Please report each line of the records below that contains the word "like".

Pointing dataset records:
┄┄┄┄┄┄

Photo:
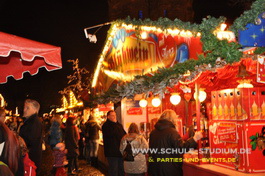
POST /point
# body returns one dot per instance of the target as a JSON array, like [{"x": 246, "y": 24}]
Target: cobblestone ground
[{"x": 47, "y": 161}]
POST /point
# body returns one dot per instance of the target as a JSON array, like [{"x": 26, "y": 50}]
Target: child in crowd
[{"x": 59, "y": 153}]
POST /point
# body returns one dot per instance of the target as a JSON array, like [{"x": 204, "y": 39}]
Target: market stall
[{"x": 193, "y": 69}]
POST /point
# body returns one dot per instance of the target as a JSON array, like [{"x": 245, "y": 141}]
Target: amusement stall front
[{"x": 211, "y": 77}]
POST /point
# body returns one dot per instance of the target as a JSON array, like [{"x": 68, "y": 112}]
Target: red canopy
[{"x": 19, "y": 55}]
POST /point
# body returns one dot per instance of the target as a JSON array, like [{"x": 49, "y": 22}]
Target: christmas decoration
[{"x": 217, "y": 53}]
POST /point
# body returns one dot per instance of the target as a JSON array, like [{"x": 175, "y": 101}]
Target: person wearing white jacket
[{"x": 138, "y": 142}]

┄┄┄┄┄┄

EXERCISE RESPONSE
# body returns one dot per instance of the target as a JSON array, like [{"x": 246, "y": 24}]
# body returns one dot per instance of the target as a JSON array, like [{"x": 26, "y": 50}]
# body returns one dot per instance of the target as a JSON array, like [{"x": 204, "y": 39}]
# body returns one dot per instance of the target as a JSON array, like [{"x": 245, "y": 141}]
# body returns one dot per instance of the target as a JSON array, like [{"x": 68, "y": 112}]
# body returns one dot per instance of the target as a JSON array, like [{"x": 49, "y": 22}]
# body returns one dot per instance of the target as a JSON array, like [{"x": 175, "y": 101}]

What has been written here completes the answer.